**Written instruction**
Starting with the line that contains "of the dark", copy every line through the end of the data below, exactly and with nothing added.

Dataset rows:
--- Begin ---

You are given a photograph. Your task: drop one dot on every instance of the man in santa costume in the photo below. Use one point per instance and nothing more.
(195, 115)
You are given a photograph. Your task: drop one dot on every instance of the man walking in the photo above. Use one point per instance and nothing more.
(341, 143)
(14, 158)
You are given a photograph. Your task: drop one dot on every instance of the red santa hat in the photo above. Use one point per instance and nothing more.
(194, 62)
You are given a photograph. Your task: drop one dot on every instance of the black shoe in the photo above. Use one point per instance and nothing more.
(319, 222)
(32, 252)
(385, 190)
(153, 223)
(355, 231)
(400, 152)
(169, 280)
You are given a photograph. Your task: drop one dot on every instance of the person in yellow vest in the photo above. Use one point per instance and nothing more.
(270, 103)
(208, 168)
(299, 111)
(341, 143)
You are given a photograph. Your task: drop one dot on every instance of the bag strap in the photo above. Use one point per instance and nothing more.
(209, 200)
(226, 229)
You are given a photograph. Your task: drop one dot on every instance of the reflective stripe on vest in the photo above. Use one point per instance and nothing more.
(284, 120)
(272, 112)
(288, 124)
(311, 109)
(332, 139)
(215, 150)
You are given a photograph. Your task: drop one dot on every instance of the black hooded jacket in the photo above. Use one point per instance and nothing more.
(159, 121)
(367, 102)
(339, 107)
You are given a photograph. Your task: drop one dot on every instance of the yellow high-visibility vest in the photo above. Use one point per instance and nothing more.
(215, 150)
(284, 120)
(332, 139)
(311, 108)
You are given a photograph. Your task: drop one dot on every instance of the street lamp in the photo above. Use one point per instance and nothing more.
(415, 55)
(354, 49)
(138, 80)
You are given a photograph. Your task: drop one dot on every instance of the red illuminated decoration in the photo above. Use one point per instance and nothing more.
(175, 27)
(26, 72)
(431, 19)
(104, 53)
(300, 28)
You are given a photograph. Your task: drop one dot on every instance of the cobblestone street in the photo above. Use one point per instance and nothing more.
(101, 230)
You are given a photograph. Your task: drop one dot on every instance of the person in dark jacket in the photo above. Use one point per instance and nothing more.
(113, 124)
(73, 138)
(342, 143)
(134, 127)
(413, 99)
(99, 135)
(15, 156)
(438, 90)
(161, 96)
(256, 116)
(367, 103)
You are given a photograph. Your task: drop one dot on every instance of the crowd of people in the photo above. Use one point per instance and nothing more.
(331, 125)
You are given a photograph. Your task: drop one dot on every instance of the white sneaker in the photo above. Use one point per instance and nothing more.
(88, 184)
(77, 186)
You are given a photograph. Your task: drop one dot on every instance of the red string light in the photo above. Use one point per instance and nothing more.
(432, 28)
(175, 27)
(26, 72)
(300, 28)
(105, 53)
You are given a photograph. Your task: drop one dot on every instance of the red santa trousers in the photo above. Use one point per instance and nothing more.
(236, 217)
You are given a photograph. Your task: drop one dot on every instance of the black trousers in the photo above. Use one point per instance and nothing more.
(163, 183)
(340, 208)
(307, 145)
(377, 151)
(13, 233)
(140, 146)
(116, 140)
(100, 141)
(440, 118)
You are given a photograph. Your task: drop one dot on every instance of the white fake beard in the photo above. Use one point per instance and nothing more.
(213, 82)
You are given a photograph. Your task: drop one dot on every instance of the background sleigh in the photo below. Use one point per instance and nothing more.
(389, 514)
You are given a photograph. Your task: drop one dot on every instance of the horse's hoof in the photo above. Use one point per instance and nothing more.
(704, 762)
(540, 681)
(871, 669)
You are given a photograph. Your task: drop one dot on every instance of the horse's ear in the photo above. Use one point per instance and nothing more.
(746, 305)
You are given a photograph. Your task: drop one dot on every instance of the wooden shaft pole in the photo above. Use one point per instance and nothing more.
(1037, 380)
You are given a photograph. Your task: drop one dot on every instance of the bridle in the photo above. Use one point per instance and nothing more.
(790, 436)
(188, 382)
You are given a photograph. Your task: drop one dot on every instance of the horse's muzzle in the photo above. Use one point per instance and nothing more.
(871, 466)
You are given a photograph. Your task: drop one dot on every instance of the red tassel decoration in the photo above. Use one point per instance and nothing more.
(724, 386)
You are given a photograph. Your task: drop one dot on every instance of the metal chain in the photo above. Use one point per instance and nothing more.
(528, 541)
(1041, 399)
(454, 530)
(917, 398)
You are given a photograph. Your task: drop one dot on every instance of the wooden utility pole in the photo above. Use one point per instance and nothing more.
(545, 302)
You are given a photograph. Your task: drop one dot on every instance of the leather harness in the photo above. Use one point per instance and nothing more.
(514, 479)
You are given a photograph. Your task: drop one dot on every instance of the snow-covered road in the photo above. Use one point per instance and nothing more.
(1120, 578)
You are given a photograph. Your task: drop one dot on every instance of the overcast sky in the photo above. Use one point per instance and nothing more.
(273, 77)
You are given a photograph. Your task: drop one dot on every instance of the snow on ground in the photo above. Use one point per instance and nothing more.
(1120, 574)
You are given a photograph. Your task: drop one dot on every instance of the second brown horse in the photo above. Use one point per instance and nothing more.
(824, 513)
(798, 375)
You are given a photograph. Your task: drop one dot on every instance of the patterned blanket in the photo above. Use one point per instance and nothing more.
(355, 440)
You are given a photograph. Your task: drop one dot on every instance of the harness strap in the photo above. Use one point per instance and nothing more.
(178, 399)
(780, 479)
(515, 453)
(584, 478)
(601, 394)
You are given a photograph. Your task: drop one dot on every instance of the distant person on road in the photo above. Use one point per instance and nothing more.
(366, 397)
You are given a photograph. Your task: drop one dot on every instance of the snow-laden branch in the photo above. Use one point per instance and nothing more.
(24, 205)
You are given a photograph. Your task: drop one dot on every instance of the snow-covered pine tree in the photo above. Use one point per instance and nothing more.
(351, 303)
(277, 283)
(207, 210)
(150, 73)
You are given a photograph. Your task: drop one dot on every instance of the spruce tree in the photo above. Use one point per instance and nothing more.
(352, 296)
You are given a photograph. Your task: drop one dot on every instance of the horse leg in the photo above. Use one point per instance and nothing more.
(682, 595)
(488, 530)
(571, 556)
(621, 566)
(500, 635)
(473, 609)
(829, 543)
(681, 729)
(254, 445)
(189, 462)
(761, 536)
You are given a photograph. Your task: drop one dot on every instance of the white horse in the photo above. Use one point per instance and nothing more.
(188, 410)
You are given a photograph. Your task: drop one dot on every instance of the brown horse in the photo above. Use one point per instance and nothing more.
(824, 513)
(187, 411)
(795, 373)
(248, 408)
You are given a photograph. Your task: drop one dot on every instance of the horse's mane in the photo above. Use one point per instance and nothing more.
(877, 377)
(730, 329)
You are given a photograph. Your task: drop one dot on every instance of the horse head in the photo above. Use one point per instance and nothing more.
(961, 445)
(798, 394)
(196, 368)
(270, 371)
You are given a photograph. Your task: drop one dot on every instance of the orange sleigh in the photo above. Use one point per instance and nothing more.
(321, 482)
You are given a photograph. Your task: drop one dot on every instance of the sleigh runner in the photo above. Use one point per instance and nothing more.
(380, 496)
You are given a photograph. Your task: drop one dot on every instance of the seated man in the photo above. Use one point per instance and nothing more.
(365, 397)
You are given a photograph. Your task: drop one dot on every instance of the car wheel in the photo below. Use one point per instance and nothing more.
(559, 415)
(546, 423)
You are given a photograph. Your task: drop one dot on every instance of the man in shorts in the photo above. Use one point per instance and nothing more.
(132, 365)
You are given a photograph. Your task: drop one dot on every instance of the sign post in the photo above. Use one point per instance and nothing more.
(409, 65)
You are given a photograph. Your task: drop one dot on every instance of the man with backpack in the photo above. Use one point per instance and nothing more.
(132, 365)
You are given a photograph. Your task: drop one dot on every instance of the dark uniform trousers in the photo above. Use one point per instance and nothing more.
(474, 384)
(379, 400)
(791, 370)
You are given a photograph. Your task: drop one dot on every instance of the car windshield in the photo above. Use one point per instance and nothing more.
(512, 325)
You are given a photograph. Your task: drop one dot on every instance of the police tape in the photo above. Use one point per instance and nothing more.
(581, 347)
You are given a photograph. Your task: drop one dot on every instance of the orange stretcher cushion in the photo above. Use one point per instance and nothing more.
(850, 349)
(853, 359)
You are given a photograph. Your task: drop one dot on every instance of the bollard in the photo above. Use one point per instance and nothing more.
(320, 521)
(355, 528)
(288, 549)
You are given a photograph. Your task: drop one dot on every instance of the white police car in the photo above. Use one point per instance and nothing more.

--- End ---

**Answer**
You are given a photograph. Your task: drop one dot on every instance of the dark uniform trousers in the photo above. Use one point per instance and nothing more.
(474, 384)
(379, 400)
(791, 370)
You are given a photograph. Your task: drop one dot on every instance of the car windshield in the photo above. Use one point per instance and nothing more.
(512, 325)
You are given a photograph. Your task: drop one dot on every instance of the police tape in the photo above. Use one point per instance and nothing more.
(581, 347)
You are given a photograph. Your task: drop one dot on every instance of the orange stretcher cushion in the photo above. Use one point per instance and nothing more.
(850, 349)
(853, 359)
You are given a photograph. Your task: drop one dot on every instance of the bollard in the photo above. Use one point per instance and nothing more.
(320, 521)
(355, 528)
(288, 549)
You are given a photograph. Your task: drop one dot on every instance of the white police car in the photo above. Use one point per instance and nothing more.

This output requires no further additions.